[Records from a dataset]
****************************************

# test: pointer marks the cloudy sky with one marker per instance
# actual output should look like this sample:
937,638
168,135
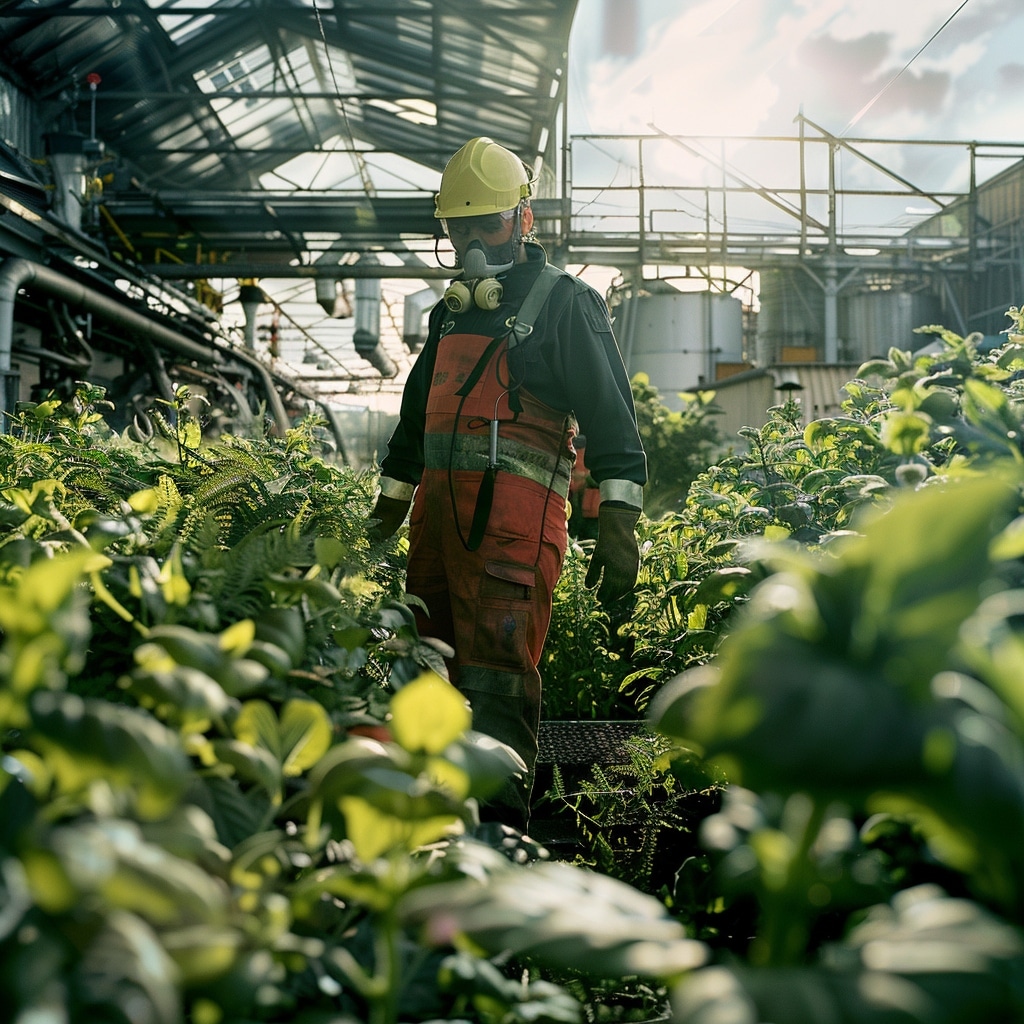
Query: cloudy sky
745,67
945,70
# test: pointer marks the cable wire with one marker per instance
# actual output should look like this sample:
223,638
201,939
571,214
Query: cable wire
891,81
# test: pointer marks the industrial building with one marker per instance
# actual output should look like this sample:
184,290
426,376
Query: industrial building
238,196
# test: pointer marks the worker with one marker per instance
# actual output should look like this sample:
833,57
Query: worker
519,355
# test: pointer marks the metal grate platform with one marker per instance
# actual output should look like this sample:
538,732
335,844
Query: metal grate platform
586,742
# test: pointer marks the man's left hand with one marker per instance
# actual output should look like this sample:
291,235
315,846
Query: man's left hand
616,556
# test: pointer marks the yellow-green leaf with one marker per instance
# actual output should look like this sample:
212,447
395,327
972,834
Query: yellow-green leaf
428,714
305,734
238,639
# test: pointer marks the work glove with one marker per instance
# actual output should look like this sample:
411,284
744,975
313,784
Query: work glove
616,556
390,513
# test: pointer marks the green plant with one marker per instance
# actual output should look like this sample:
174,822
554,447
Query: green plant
679,444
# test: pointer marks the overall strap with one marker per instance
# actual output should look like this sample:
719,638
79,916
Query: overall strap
520,324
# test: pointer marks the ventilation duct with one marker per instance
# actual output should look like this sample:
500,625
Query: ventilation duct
368,323
68,164
332,298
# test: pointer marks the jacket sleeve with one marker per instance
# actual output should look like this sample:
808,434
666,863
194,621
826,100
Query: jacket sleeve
402,466
583,369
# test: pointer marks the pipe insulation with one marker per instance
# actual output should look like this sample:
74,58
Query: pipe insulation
18,272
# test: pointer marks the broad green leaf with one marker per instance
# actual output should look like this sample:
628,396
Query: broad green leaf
561,916
375,833
305,735
86,740
257,725
237,638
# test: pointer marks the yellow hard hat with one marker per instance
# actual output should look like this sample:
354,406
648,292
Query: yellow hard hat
482,177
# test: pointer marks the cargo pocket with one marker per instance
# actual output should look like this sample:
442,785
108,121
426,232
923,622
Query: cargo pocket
501,637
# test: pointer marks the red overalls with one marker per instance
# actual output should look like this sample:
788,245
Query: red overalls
493,605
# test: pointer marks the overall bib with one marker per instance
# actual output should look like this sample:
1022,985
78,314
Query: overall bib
492,604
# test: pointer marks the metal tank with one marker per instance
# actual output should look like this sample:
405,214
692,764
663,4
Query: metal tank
872,322
678,338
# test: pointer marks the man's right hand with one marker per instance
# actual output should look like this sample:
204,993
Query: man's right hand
390,514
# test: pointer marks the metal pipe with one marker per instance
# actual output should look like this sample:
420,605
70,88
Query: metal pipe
17,272
271,271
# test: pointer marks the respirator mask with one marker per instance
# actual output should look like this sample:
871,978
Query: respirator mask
481,263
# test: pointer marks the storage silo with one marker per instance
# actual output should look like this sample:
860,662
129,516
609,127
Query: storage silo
678,338
792,317
871,322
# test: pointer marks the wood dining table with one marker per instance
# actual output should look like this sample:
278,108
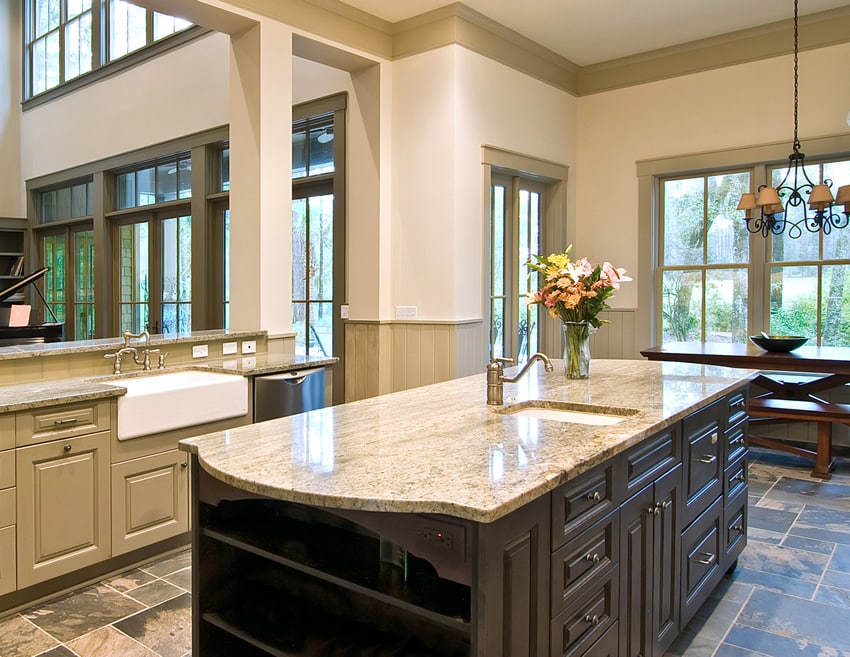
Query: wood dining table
792,382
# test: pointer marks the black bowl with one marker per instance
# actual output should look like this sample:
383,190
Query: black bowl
778,342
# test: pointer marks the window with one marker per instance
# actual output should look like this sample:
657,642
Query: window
705,271
63,38
809,277
716,283
516,229
67,249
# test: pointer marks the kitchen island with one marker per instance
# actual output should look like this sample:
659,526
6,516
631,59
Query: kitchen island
427,523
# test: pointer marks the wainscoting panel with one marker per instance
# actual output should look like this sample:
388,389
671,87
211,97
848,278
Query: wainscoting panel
616,339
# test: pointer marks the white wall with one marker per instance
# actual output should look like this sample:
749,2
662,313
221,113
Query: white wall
447,103
11,190
708,111
163,98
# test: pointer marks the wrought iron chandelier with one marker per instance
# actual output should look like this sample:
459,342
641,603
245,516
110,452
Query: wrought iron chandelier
776,205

****************************************

## [PROBLEM TO WORK ON]
Skip the pictures and transcribe the rest of the records exactly.

## [THE SOLUTION]
# test: pointer marks the cloudy sky with one marker per instance
# actual output should look like this sample:
937,638
168,135
Query: cloudy sky
745,67
945,70
# test: pointer marks the cable wire with one marker per instance
# actual output should look like this sample:
223,638
201,939
571,214
Query: cable wire
891,81
# test: pointer marks the industrial building with one marker per instance
# actual output should look like this sample:
184,290
426,376
Query: industrial building
238,196
# test: pointer marks the worker with one marker per instance
# actual output should look like this sample:
833,57
Query: worker
519,355
# test: pointer marks the metal grate platform with one marker per instance
# actual output should look like this sample:
538,732
335,844
Query: metal grate platform
586,742
# test: pointer marks the man's left hand with one marker per instance
# actual output should look like this sample:
291,235
315,846
Query: man's left hand
616,556
# test: pointer marks the yellow-green leaf with one marker per instance
# actual output should look like this sample:
212,447
395,327
972,834
Query: yellow-green leaf
428,714
305,734
238,639
# test: pointer marks the work glove with one marker per instance
# actual output should look like this sample:
411,284
744,975
313,784
Query: work glove
616,556
390,513
# test: pointer marks the green plant with one marker per instance
# actual output should look like this sample:
174,822
554,447
Query: green plant
679,444
# test: pointer marks the overall strap with one marker per instance
# actual output should look like this sample:
719,638
79,916
Query: overall strap
520,324
# test: pointer marks the ventilation duct with one marker per instance
# actual output should look like this sample:
500,625
Query: ventilation duct
368,323
68,164
332,298
# test: pointer marks the jacket sleeve with one marker per instance
# actual output should look like this sample:
808,434
666,863
194,621
826,100
Query: jacket sleeve
402,466
583,369
# test: pointer marks the pipe insulation with one marker per instance
# actual output should look like this sample:
74,58
Query: pipe insulation
18,272
# test: pointer marks the broad green leaf with one marker per instance
# actual output should look like this sample:
628,396
Query: broad green leaf
561,916
375,833
305,735
86,740
257,725
237,638
# test: pointer marks the yellow hard hat with one marker per instance
# actual output should look like this sample:
354,406
648,292
Query: yellow hard hat
482,177
# test: pointer marks the cargo pocket with one marker per instance
# actual output should look like this sample:
442,785
108,121
426,232
923,622
Query: cargo pocket
501,637
# test: pointer marks the red overalls with one marker per instance
# actual output should look like this sample:
788,245
Query: red overalls
493,605
# test: pointer marks the overall bib with one marker per instance
# actual output should look like this sample:
1022,985
78,314
Query: overall bib
492,604
# test: pointer marks the metal tank with one marker per instance
# actual output should look like this sample:
405,214
692,764
663,4
Query: metal tank
872,322
678,338
# test: pointer marks the man's right hand with one marker per instance
# actual output should look like this sample:
204,993
Query: man's right hand
390,514
# test: pointer marks the metal pipe with one marker per instance
# actual output should look like this sample:
420,605
70,88
Query: metal pipe
17,272
271,271
# test: pointer marks the respirator mask with one marker per instance
# actual output should look like this sample:
871,978
Query: respirator mask
481,263
# test: pointer marks the storage silo with one marker per instance
# actual output should look like this sample:
860,662
129,516
609,127
Query: storage silo
678,338
792,317
871,322
# test: pointer marks the wood dining table with one marker per instance
# actual output should look like this sample:
278,108
Query: wood dining table
792,382
# test: pointer marks the black bowl with one marker per instance
# actual output should look like this sample:
383,190
Query: black bowl
778,342
# test: pointer marks the window with one marker per instance
# actual output should look like this sample:
657,642
Query: window
705,271
63,38
809,277
716,283
516,229
67,249
# test: pointer marks the kitchen island with one marker per instance
# actual output should look like this sample:
659,526
6,516
631,59
Query: kitchen island
427,523
# test: pointer marks the wainscoting panel with one marker per instance
# actual output should look like this sample:
388,389
671,87
211,97
848,278
Query: wainscoting panel
616,339
# test: pointer marks the white wall with one marker per instance
# actual output should look like this sample:
749,2
662,313
221,113
Query: white wall
447,103
11,190
708,111
163,98
# test: pointer marks the wrought iron chandelier with one marker per instance
# actual output should look like this sample:
459,342
641,603
245,516
110,452
Query: wrought iron chandelier
776,205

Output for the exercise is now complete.